■ **Exercise aim**: Count the lines below that contain the string "crosswalk", treating uppercase and lowercase as distinct, and give only the number.

■ **Record excerpts**:
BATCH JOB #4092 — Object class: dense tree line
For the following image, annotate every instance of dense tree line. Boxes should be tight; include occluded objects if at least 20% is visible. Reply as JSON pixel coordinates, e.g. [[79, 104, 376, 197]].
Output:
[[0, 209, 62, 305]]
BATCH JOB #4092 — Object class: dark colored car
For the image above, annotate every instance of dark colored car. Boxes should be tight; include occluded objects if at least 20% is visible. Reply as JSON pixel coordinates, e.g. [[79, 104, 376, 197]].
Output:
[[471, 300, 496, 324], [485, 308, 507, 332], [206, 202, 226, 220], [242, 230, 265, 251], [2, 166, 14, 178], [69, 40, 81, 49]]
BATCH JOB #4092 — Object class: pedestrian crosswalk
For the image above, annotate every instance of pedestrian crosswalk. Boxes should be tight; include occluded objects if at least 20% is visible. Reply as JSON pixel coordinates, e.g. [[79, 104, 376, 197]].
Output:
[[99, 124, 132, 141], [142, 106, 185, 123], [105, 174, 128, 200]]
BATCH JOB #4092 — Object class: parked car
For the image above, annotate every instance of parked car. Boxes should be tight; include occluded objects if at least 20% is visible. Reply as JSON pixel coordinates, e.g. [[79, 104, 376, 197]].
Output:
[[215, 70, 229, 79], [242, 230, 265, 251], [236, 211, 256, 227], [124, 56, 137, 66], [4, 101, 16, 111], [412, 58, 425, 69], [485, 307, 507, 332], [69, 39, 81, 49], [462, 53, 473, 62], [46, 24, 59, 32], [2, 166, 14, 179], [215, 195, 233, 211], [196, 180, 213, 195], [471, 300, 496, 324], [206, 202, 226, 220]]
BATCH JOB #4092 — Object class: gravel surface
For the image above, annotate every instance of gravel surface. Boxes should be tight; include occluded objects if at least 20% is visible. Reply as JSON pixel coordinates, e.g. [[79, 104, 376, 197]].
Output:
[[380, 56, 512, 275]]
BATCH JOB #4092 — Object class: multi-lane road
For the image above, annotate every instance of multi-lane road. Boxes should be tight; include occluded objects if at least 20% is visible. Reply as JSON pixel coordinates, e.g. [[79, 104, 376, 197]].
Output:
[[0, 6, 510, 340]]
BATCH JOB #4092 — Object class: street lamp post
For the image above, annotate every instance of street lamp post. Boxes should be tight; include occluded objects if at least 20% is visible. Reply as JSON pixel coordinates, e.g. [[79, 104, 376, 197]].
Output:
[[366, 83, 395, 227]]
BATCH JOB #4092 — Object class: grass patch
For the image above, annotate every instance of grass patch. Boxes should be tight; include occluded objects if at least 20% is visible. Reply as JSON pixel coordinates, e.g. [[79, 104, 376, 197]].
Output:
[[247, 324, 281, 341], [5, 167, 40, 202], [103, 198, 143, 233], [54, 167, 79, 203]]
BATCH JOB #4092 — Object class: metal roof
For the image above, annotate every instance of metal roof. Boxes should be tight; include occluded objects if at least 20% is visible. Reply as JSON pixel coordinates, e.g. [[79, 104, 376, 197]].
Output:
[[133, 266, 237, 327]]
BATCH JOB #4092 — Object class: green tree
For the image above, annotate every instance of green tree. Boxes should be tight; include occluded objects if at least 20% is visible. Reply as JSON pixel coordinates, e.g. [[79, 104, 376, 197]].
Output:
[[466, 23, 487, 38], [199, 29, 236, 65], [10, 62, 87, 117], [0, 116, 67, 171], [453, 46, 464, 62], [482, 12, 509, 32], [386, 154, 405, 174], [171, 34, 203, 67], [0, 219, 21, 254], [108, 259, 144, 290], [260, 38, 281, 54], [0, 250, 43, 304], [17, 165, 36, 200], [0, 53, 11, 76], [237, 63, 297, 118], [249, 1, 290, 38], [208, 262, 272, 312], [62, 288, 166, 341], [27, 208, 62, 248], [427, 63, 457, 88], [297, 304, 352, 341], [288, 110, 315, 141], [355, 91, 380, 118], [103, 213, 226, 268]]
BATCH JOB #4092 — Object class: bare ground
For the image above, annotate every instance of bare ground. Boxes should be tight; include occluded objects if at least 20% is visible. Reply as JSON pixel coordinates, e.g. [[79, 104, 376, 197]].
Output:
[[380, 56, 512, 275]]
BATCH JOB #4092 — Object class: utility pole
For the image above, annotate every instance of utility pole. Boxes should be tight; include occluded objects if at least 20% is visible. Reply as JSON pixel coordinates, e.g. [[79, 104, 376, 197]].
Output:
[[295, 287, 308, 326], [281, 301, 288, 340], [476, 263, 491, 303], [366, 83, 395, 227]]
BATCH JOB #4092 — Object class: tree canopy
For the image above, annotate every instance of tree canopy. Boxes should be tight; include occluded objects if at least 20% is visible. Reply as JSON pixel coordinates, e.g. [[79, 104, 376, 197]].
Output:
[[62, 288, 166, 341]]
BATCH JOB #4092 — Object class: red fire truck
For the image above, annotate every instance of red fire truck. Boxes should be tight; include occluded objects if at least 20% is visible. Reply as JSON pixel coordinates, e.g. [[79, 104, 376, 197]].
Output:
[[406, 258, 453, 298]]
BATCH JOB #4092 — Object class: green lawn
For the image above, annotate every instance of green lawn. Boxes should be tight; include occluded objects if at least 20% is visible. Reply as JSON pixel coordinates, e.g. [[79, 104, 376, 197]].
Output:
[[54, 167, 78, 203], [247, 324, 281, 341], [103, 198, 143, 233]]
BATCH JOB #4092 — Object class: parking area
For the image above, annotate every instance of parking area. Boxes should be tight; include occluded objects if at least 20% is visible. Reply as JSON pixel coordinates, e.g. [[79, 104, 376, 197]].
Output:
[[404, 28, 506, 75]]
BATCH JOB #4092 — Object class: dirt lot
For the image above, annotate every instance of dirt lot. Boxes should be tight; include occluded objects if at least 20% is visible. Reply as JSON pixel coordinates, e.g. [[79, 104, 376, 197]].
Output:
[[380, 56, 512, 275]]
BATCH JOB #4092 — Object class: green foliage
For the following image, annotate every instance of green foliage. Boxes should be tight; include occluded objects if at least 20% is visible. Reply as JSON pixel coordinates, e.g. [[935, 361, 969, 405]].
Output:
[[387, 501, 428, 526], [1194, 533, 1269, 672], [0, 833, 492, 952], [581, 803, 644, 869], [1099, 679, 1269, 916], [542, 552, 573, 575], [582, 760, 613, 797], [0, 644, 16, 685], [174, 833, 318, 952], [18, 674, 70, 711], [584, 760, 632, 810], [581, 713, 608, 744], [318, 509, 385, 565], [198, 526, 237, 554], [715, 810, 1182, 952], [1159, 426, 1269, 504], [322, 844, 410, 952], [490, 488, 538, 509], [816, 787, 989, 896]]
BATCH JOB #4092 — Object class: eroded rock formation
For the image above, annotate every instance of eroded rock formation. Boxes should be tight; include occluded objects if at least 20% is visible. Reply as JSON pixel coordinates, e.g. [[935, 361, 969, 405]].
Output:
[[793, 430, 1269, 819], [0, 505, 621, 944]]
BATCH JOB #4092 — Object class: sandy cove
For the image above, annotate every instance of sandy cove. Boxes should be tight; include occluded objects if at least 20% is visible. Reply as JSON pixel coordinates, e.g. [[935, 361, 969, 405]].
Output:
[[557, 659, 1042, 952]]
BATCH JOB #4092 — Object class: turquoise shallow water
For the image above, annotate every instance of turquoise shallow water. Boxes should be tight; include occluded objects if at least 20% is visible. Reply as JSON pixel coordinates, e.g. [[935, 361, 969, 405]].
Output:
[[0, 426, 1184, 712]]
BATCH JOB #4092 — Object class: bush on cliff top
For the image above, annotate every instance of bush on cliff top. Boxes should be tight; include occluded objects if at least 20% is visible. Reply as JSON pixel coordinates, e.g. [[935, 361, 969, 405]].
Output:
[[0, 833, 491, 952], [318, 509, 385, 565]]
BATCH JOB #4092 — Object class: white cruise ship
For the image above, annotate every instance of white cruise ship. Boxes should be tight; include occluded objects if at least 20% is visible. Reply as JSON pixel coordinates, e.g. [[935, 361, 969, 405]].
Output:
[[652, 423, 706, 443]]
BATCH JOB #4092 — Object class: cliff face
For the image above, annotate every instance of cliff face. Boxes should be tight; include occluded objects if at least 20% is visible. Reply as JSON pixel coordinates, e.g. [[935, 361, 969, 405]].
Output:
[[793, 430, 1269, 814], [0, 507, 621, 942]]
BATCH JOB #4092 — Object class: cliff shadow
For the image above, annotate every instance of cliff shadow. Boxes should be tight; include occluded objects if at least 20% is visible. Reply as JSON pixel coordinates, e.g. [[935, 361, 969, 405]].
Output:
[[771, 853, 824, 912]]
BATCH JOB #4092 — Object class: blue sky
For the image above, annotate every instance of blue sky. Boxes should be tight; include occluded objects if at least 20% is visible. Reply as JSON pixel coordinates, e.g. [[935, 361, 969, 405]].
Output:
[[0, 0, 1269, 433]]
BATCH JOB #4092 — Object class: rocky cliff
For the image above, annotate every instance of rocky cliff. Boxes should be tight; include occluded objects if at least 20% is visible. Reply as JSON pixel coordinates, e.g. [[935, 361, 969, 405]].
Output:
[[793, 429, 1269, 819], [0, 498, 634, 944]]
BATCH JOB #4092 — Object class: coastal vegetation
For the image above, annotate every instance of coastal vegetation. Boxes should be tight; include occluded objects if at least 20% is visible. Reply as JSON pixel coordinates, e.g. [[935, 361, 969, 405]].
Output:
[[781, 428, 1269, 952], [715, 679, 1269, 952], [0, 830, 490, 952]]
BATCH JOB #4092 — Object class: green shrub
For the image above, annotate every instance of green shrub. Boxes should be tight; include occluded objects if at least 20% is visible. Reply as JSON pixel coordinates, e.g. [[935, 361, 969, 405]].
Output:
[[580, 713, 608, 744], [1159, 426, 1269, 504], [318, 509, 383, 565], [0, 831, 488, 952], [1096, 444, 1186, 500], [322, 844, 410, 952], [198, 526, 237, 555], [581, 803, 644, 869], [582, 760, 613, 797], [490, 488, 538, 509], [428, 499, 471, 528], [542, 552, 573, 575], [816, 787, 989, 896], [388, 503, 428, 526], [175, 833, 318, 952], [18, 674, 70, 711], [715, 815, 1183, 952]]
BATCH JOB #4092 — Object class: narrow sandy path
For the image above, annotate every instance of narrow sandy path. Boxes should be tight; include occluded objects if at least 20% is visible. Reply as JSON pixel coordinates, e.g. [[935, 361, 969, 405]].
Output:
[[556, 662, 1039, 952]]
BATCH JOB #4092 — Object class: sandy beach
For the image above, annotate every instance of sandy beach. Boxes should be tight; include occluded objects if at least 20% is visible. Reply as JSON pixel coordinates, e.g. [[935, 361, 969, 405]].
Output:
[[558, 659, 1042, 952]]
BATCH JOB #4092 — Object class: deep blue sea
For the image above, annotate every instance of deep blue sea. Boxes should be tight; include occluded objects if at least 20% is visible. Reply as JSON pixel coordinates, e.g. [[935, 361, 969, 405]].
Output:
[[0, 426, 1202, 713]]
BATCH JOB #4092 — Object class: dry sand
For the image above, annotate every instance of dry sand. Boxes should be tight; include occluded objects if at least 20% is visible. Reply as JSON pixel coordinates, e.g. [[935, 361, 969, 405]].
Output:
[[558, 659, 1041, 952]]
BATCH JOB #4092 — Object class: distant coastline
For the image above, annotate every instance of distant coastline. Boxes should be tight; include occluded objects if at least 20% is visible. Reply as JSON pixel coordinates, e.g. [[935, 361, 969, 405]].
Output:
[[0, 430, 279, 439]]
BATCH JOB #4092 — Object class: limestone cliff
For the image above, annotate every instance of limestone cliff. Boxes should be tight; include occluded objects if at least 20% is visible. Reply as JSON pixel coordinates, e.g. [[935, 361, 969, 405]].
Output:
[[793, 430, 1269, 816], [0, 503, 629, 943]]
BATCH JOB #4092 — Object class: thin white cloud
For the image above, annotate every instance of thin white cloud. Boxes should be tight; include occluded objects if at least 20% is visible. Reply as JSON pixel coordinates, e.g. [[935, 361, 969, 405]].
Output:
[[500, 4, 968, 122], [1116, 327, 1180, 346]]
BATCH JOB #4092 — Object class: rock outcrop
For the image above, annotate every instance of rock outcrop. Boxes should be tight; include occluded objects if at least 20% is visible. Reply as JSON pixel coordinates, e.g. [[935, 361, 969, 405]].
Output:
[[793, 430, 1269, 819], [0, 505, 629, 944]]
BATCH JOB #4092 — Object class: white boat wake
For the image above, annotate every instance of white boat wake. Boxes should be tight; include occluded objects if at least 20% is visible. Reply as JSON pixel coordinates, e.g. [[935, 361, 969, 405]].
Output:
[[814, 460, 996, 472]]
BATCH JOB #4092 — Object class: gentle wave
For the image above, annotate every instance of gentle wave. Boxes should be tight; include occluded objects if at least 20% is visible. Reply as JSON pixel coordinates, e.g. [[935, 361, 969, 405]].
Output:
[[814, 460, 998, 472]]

■ **Completed task**: 2